Excerpt:
▼

Matsutake, just like other expensive, often rare ingredients, (cliché examples being foie gras, truffles, caviar, etc) can be confusing. We assume an amazing experience with the price tag.
But, If you serve them to someone who was blindfolded and who had no idea what they were, or the history surrounding them, you might get reactions like: "that tastes greasy" (foie) "that tastes like a mushroom" (truffles) or "that tastes fishy" (caviar). Matsutake are different. but I didn't understand how much until recently.
I'd been waiting, planning all year for the 2018 matsies to come to Minnesota, checking my foraging journal and cross-referencing the fruiting patterns of other species to get a timeline-each year is different.
When they finally started to show, I grabbed a few from the early patch and made something I've been meaning to try for years: matsutake gohan using rice from Milwaukee.
It was great, absolutely something I'd put in the roster of dishes to make every year. But, I wanted more. I was expecting their flavor to be more pure and forward. I wanted people to taste what I smell when I pull them out of the ground, cut a stem and breathe in their scent, which is so hard to convey.
I've been cooking with Pacific Northwest matsutake for years-long before I picked them in the Midwest. The flavor of is hard to desrcibe and I always noticed it dwindled the longer they were kept in the cooler, just like truffles.
But, when I cut the stem off of my first freshly picked one and put it to my nose, the smell was even stronger than the ones I'd worked with that were purchased, it's that aggressive aroma that people have compared to red hots or cinnamon. I like to think it's more essence of pine, but the cinnamon can be there too sometimes.
Taking notes from Faviken, and Japan
With a couple fresh matsutake in my fridge, I remembered one of my books had a section on tasting them: Faviken. I gave it a second read before I got to work. Just like me, Magnus was accustomed to other mushrooms in the area, but was introduced to matsutake by a talented local hunter.

▲

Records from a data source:
▼

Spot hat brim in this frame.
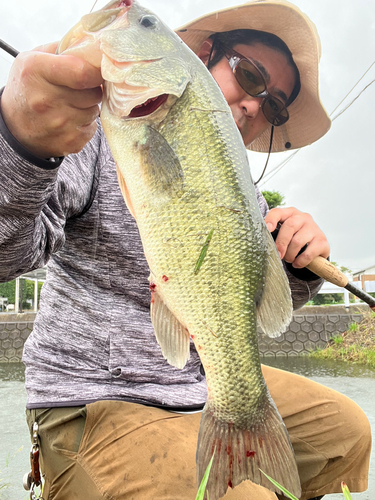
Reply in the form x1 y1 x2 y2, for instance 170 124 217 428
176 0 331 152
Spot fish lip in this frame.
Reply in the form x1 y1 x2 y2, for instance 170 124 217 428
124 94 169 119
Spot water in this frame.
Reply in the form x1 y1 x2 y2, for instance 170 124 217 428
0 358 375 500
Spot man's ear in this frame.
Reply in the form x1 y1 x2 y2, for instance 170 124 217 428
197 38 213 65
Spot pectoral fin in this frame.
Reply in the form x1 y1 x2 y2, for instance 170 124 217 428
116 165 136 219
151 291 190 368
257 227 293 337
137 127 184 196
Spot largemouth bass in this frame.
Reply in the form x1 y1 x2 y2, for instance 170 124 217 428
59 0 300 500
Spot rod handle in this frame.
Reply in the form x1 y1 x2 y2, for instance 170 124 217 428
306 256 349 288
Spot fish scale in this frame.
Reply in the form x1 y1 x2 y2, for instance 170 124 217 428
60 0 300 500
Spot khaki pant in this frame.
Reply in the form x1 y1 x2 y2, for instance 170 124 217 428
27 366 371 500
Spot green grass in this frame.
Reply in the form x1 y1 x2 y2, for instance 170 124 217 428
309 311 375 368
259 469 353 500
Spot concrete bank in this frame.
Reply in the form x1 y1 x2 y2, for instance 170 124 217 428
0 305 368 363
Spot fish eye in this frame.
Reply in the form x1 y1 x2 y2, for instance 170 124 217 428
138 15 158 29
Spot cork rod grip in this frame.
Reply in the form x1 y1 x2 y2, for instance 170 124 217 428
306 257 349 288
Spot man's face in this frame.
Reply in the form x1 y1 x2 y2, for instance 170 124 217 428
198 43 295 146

▲
▼

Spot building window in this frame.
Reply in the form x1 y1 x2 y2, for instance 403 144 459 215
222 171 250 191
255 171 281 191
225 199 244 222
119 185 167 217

▲
▼

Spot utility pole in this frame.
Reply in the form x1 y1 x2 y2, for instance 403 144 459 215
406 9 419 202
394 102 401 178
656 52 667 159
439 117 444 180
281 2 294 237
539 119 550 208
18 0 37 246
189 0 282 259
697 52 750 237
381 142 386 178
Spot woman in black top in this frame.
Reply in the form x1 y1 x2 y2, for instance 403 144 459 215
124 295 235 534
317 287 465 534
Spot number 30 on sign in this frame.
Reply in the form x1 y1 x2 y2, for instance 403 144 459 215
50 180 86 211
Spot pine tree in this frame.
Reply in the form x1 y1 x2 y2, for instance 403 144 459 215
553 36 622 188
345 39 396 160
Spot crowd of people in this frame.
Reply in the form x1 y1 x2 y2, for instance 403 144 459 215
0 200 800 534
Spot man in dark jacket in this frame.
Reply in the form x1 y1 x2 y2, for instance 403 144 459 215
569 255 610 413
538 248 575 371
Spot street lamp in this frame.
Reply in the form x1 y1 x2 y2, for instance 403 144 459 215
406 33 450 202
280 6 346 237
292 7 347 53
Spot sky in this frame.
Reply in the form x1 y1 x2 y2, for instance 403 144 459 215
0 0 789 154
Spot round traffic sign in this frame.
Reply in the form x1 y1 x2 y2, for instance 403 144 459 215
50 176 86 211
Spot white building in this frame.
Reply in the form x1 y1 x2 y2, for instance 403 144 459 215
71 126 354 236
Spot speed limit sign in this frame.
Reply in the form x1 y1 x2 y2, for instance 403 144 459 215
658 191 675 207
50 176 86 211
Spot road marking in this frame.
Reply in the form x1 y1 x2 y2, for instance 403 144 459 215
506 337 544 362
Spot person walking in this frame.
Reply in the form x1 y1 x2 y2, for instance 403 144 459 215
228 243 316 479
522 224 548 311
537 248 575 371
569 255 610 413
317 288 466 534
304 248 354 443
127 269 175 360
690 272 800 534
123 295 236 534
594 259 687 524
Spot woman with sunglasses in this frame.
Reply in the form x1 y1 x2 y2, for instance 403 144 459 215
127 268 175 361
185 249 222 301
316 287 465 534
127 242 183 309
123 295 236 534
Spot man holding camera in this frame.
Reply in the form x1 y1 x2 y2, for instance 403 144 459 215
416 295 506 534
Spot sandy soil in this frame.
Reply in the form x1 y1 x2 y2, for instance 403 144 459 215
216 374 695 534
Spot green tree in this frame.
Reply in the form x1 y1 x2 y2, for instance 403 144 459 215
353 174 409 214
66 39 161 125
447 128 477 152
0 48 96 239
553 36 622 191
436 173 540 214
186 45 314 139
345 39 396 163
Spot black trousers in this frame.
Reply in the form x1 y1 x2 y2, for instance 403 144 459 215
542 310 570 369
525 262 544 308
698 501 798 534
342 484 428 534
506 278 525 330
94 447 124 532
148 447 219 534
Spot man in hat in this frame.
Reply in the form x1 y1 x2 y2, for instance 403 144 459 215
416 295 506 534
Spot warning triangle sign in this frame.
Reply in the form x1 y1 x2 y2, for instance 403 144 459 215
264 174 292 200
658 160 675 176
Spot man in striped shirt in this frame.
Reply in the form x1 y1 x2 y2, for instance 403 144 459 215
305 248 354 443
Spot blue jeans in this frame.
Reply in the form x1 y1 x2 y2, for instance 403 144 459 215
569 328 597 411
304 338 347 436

▲

Required work:
a) In the matsutake piece above, why did the author check a foraging journal and cross-reference the fruiting patterns of other species before the 2018 season?
b) Take the matsutake piece further, starting from the point where it stops.

Solved tasks:
a) The author did this to work out a timeline for when the matsutake would appear in Minnesota, because each year is different.

b)
His tasting notes were vivid, and it felt like I was in the room with him and the other cooks. It's one of those reads you need to look at a couple times to really pick out the fine details that slip through at first.
Between the lines, what stuck out to me was that the first cook to prepare the mushroom for the staff cooked it whole and served it medium-rare (a technique that could be applied to porcini too).
Personally cooking a new-to-me mushroom medium-rare is something I will likely never do because gastro-intestinal issues suck and they can vary in intensity from person to person. Obviously Magnus knows what he's doing though, I assume he knew they could be eaten undercooked.
Some mushrooms have to be very well-cooked to be edible: blewits, honey mushrooms, morels, etc. For some reason, I didn't ever think to research if matsies could be eaten raw, but somewhere along the line I saw pictures of a Japanese chef serving them raw, and I squirreled it away to remember sometime down the line.
Well, after eating them raw a number of times in various quantities, and then serving to others, I can tell you that matsutake (at least the ones I'm picking) are definitely among the wild mushrooms you can eat raw, taking a place of honor alongside porcini, beefsteak and Caesar's mushroom, to name a few well-known others.
Raw?
Eating raw mushrooms can be a novelty, and a subject that can make a person dodge a tomato or two online-it's a hotly debated topic for reasons I won't get into. Raw porcini can be great, but Midwest species are often to buggy unless you get them at the perfect moment.
Caesar's mushroom is good too, and I ate them raw in Provence, but it's American cousin (A. jacksonii and friends) doesn't grow in Minnesota or Wisconsin where I usually hunt.
Also, typically mushroom flavors benefit from browning, caramelizing, dehydrating, toasting, etc: basically the same tricks I use to coax flavor from meat, so I was really skeptical. Sure people eat matsies raw, but how good could they actually taste?
If you hunt matsutake, eat some raw, at least once.
3 or so days after a hunt, I took a matsie button, brushed it clean, peeled the stem and sliced it thin with a little crunchy salt to help the flavor. Just one slice with a little salt, was, incredible.
It starts out simple enough with a flavor like raw mushrooms. As you chew, you can almost count to three, and then, BOOM! The true aroma of the matsutake, the aroma you smell when you pull one fresh from the needle duff, with every ounce of the pine and funk, seems to invades your sinuses ad infinitum as you continue to chew.
It was almost comical how strong the aroma was, and honestly, it shamed all other mushrooms I've eaten raw with the intensity. Raw matsutake is absolutely on par with truffles, if a little less fragrant whole, and without the ability to flavor something just from the two being in close vicinity. It's really something everyone who loves mushrooms should have on their bucket list to try.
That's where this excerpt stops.